Given text =
BRUSSELS (Reuters) - Telecoms company Huawei Technologies is part of China's surveillance state, complicit in human rights abuses, a senior U.S. official said on Tuesday, as Washington renewed pressure on Europe to ban the company from fifth-generation (5G) networks.

Keith Krach, the undersecretary of state for economic affairs, stepped up warnings as Germany and Italy consider their next-generation mobile networks, in his first tour of European capitals since the COVID-19 pandemic hindered travel in March.

Krach said that Finland's Nokia and Sweden's Ericsson were the only companies that European governments should choose.

Huawei [HWT.UL] is "an arm of the CCP surveillance state and a tool for human rights abuse," Krach told a German Marshall Fund think-tank event, referring to the Chinese Communist Party.

Huawei has repeatedly rejected U.S. charges that its equipment for 5G networks could be used for spying.

Exercise = In the news report on Huawei, which companies did Krach say were the only ones European governments should choose?

(Stored data)
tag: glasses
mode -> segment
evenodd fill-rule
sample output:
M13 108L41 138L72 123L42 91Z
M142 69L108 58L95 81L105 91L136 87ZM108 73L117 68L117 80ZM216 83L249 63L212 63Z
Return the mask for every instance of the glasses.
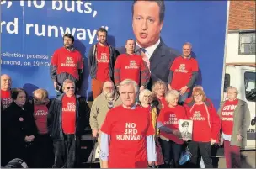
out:
M66 87L67 90L69 90L69 89L75 89L75 87Z

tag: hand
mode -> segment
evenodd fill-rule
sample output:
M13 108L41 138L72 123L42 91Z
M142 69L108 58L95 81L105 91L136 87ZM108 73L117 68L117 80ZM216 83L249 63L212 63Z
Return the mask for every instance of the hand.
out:
M241 141L242 139L243 139L243 137L241 135L237 135L237 141Z
M172 87L170 84L168 85L168 90L172 90Z
M179 92L179 94L180 94L181 96L184 95L184 93L186 92L186 91L187 91L188 88L189 88L189 87L188 87L187 86L184 86L184 87L181 87L180 92Z
M223 145L223 143L224 143L224 139L223 139L223 137L221 137L220 138L220 143L219 143L219 145Z
M57 87L57 85L58 85L57 82L55 81L55 82L53 82L54 88L56 88L56 87Z
M98 137L99 136L99 130L98 129L93 129L93 136Z
M211 139L211 145L214 145L216 142L216 140Z
M141 91L144 90L144 89L145 89L144 86L141 86L141 87L140 87L140 92L141 92Z

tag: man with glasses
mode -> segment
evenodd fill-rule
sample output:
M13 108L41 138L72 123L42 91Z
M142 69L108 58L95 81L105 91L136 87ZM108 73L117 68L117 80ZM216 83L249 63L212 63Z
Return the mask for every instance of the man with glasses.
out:
M103 92L93 101L90 114L90 126L93 129L93 136L94 138L98 137L99 146L100 146L101 133L99 129L105 120L107 113L112 108L120 106L121 103L114 83L111 81L106 81L103 84ZM102 167L101 160L100 166Z
M1 108L4 110L12 103L11 98L11 87L12 87L12 78L7 75L3 74L1 76Z
M81 135L89 126L90 108L83 97L75 95L75 83L63 82L63 94L51 104L47 117L48 130L53 140L55 161L53 167L79 166Z

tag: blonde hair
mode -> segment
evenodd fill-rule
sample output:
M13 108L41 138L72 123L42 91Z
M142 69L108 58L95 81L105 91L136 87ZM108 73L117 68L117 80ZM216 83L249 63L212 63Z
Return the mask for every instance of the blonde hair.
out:
M141 103L143 102L143 97L145 96L145 94L152 95L152 93L150 90L148 90L148 89L142 90L139 95L139 100Z
M45 98L48 98L48 92L45 89L39 88L33 92L33 95L35 93L40 93L41 95L40 100L44 100Z
M205 92L204 92L204 90L202 90L201 88L195 88L193 90L192 92L192 97L193 97L193 100L195 101L194 96L195 95L202 95L203 98L202 101L205 102L206 100L206 95Z
M159 88L159 87L163 86L164 87L164 92L167 91L167 85L163 81L157 81L152 87L152 96L155 98L157 97L157 90Z
M130 84L131 84L133 86L135 93L136 94L138 92L138 85L135 81L131 80L131 79L123 80L119 86L119 90L120 90L121 86L127 86L127 85L130 85Z
M179 98L179 93L178 92L177 90L170 90L170 91L168 91L166 93L165 93L165 101L169 103L171 102L172 99L173 98Z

Exercise response = Finland's Nokia and Sweden's Ericsson.